→ **Extrait du texte**:
= = = = =

Ces arguments n’ont pas entraîné la conviction des Sages qui ont rappelé que, s’agissant de l’élément intentionnel, il s’apprécie au stade de la caractérisation de l’infraction de soustraction d’un parent à ses obligations légales et que, pour que la circonstance aggravante ajoutée soit retenue, encore faut-il que les éléments constitutifs du délit auquel elle se rattache soient caractérisés. Ils ajoutent que la possibilité de punir plus sévèrement un parent lorsque son comportement a directement conduit à la commission d’infractions par son enfant mineur n’a pas pour effet de le rendre personnellement responsable des infractions commises par ce dernier. La mise en œuvre pratique de cette circonstance aggravante interroge toutefois. En effet, comme le soulignait une partie de la doctrine (E. Gallardo, Proposition de loi Attal restaurer l’autorité de la Justice ?, AJ pénal 2025. 216
; P. Rousseau, La responsabilité pénale des parents de mineurs délinquants ou criminels, Dalloz actualité, 29 juin 2021) ainsi que le rapport n° 463 de la Commission des lois du Sénat, la caractérisation du lien direct entre la défaillance d’un parent et l’infraction commise par son enfant sera particulièrement difficile à caractériser.
Il est donc à craindre que cette nouvelle circonstance aggravante demeure un outil inusité, l’infraction prévue par l’article 227-17 du code pénal n’ayant elle-même conduit qu’à 212 condamnations en 2023 (Rapp. n° 463 de la Commission des lois du Sénat, p. 22). Cela est d’autant plus vrai qu’il faudra attendre que la condamnation de l’enfant devienne définitive pour poursuivre le parent défaillant. Il en sera sûrement de même de la disposition de l’article 3 de la loi qui permet à l’assureur de se retourner, dans la limite de 7 500 €, contre le parent qui a contribué, par sa carencé éducative, à la commission du crime ou des délits pour lesquels le mineur a été définitivement condamné.
La création d’une amende civile au sein de l’article 375-1 du code civil
Pendant de cette responsabilisation pénale accrue, la loi tend également à responsabiliser les parents au civil. Afin de renforcer les prérogatives du juge des enfants en matière d’assistance éducative, l’article 375-1 du code civil est modifié afin de permettre à ce dernier de condamner à une amende civile les parents qui « sans motif légitime » ne déféreraient pas à ses convocations. Apparaît ici une amorce ambigüe d’alignement entre les dispositions applicables en matière civile et en matière pénale. En effet, au pénal, l’article L. 311-5 du code de la justice pénale des mineurs prévoit, outre la possibilité pour le magistrat d’ordonner la présentation de force du représentant légal, celle d’une amende (dont le montant passe de 3 500 € à 7 500 €) dans l’hypothèse où ce dernier ne défèrerait pas à une convocation.

= = = = =

→ **Données fournies**:

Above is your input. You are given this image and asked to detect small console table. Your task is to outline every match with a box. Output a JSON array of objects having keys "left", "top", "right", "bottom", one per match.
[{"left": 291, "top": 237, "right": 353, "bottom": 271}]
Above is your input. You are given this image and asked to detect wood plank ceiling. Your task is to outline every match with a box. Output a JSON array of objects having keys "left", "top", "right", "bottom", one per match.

= = = = =

→ **Ta consigne**: Reproduis à l'identique le passage de l'extrait qui s'ouvre sur les mots contenant « La création d’une » et se termine par « à une convocation. ». Réponds en te servant uniquement de l'extrait du texte.

→ **Ta réponse**:
La création d’une amende civile au sein de l’article 375-1 du code civil
Pendant de cette responsabilisation pénale accrue, la loi tend également à responsabiliser les parents au civil. Afin de renforcer les prérogatives du juge des enfants en matière d’assistance éducative, l’article 375-1 du code civil est modifié afin de permettre à ce dernier de condamner à une amende civile les parents qui « sans motif légitime » ne déféreraient pas à ses convocations. Apparaît ici une amorce ambigüe d’alignement entre les dispositions applicables en matière civile et en matière pénale. En effet, au pénal, l’article L. 311-5 du code de la justice pénale des mineurs prévoit, outre la possibilité pour le magistrat d’ordonner la présentation de force du représentant légal, celle d’une amende (dont le montant passe de 3 500 € à 7 500 €) dans l’hypothèse où ce dernier ne défèrerait pas à une convocation.